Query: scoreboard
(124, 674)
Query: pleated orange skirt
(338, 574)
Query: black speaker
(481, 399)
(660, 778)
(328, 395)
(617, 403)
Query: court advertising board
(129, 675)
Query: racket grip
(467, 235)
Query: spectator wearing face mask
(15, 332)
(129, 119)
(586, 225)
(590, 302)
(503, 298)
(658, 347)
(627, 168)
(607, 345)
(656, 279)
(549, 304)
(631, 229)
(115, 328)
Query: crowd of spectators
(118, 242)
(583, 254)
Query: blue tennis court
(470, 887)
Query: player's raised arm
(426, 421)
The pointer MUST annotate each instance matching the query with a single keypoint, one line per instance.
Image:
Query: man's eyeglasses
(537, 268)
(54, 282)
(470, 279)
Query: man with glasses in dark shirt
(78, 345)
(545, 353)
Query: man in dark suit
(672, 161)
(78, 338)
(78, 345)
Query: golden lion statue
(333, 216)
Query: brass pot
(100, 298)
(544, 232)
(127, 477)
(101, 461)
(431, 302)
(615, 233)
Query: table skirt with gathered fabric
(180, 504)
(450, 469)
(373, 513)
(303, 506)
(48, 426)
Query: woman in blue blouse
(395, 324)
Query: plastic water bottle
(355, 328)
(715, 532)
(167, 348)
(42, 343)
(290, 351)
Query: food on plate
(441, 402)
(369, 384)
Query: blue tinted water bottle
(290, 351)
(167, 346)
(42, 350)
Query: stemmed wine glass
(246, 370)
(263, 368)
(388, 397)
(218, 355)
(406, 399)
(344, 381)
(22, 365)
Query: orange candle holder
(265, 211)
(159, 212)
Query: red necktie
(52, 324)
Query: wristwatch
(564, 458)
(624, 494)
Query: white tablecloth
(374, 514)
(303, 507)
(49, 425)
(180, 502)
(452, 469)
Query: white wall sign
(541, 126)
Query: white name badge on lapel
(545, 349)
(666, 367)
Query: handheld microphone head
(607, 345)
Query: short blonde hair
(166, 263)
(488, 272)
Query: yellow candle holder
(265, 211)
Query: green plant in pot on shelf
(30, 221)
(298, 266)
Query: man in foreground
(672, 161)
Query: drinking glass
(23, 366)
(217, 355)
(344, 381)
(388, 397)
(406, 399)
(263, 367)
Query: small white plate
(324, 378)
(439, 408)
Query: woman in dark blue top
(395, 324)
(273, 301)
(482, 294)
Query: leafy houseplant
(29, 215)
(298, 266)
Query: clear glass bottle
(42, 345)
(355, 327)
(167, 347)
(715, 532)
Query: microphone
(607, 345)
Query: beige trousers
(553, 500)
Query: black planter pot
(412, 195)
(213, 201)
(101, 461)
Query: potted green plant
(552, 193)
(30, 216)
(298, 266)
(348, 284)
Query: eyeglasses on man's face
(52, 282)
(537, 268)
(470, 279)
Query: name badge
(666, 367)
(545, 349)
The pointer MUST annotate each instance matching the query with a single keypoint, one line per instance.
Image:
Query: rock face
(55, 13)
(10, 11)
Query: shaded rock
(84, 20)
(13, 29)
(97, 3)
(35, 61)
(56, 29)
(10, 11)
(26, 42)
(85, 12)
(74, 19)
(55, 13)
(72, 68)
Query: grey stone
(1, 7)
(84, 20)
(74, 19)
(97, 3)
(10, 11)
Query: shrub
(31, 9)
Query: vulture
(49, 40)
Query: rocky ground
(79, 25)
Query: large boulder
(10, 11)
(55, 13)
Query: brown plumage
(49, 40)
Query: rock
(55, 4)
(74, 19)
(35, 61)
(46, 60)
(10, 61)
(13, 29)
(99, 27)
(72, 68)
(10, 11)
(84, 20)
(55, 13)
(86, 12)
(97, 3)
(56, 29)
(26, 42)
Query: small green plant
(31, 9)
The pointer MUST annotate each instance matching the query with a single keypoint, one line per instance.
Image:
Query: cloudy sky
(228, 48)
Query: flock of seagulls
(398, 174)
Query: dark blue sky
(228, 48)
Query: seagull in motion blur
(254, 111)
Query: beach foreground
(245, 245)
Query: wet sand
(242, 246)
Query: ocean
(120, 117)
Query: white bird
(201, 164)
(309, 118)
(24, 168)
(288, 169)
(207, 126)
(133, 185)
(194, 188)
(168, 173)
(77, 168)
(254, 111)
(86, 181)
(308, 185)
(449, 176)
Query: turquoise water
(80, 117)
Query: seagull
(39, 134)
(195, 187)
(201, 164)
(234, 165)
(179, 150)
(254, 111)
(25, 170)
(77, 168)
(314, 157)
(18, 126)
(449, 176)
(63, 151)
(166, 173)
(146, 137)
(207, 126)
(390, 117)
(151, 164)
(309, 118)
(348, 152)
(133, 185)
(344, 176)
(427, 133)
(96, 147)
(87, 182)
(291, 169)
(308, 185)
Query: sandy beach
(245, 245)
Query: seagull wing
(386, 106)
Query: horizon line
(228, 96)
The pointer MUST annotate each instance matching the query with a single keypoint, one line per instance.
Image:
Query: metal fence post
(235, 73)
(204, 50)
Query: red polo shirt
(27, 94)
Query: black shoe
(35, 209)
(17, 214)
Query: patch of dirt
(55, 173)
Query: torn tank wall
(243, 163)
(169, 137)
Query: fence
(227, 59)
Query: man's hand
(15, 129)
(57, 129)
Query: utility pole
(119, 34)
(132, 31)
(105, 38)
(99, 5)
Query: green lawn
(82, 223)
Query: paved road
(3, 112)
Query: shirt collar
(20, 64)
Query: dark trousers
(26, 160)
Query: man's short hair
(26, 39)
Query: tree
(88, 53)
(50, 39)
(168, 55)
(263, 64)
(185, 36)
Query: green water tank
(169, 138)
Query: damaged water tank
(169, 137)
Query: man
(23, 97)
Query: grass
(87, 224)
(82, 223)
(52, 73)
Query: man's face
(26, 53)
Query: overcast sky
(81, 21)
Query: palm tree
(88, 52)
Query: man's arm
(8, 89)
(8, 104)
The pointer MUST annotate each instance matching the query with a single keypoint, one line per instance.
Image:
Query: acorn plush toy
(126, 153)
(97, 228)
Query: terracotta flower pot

§ Goal of the exercise: Repeat only the stretch of lines starting at the one containing "Query: shrub" and running to the final line of the entries above.

§ Answer to the task:
Query: shrub
(31, 9)
Query: vulture
(49, 40)
Query: rocky ground
(79, 25)
Query: large boulder
(10, 11)
(55, 13)
Query: brown plumage
(49, 40)
Query: rock
(55, 4)
(74, 19)
(35, 61)
(46, 60)
(10, 61)
(13, 29)
(99, 27)
(72, 68)
(10, 11)
(84, 20)
(55, 13)
(86, 12)
(97, 3)
(56, 29)
(26, 42)
Query: small green plant
(31, 9)
The pointer MUST annotate each instance matching the query with a single keypoint, one line per instance.
Image:
Query: cloudy sky
(228, 48)
Query: flock of seagulls
(398, 174)
Query: dark blue sky
(228, 48)
Query: seagull in motion blur
(254, 111)
Query: beach foreground
(245, 245)
Query: wet sand
(242, 246)
Query: ocean
(120, 117)
Query: white bird
(201, 164)
(309, 118)
(24, 168)
(288, 169)
(207, 126)
(133, 185)
(194, 188)
(168, 173)
(77, 168)
(254, 111)
(86, 181)
(308, 185)
(449, 176)
Query: turquoise water
(80, 117)
Query: seagull
(39, 134)
(195, 187)
(201, 164)
(234, 165)
(179, 150)
(254, 111)
(25, 170)
(77, 168)
(314, 157)
(18, 126)
(449, 176)
(63, 151)
(166, 173)
(146, 137)
(207, 126)
(390, 117)
(151, 164)
(309, 118)
(348, 152)
(133, 185)
(344, 176)
(427, 133)
(96, 147)
(87, 182)
(291, 169)
(308, 185)
Query: sandy beach
(245, 245)
Query: seagull wing
(386, 106)
Query: horizon line
(228, 96)
The pointer MUST annotate each instance matching the query with a single keypoint, one line per instance.
Image:
Query: metal fence post
(235, 73)
(204, 50)
Query: red polo shirt
(27, 94)
Query: black shoe
(35, 209)
(17, 214)
Query: patch of dirt
(55, 173)
Query: torn tank wall
(243, 163)
(169, 137)
Query: fence
(227, 59)
Query: man's hand
(15, 129)
(57, 129)
Query: utility pole
(119, 34)
(132, 31)
(105, 38)
(99, 5)
Query: green lawn
(82, 223)
Query: paved road
(3, 112)
Query: shirt collar
(20, 64)
Query: dark trousers
(26, 160)
Query: man's short hair
(26, 39)
Query: tree
(88, 53)
(50, 39)
(168, 55)
(263, 64)
(185, 36)
Query: green water tank
(169, 138)
Query: damaged water tank
(169, 137)
Query: man
(23, 97)
Query: grass
(87, 224)
(82, 223)
(52, 73)
Query: man's face
(26, 53)
Query: overcast sky
(81, 21)
Query: palm tree
(88, 52)
Query: man's arm
(8, 89)
(8, 104)
The pointer MUST annotate each instance matching the query with a single keypoint, one line per instance.
Image:
Query: acorn plush toy
(126, 153)
(97, 228)
Query: terracotta flower pot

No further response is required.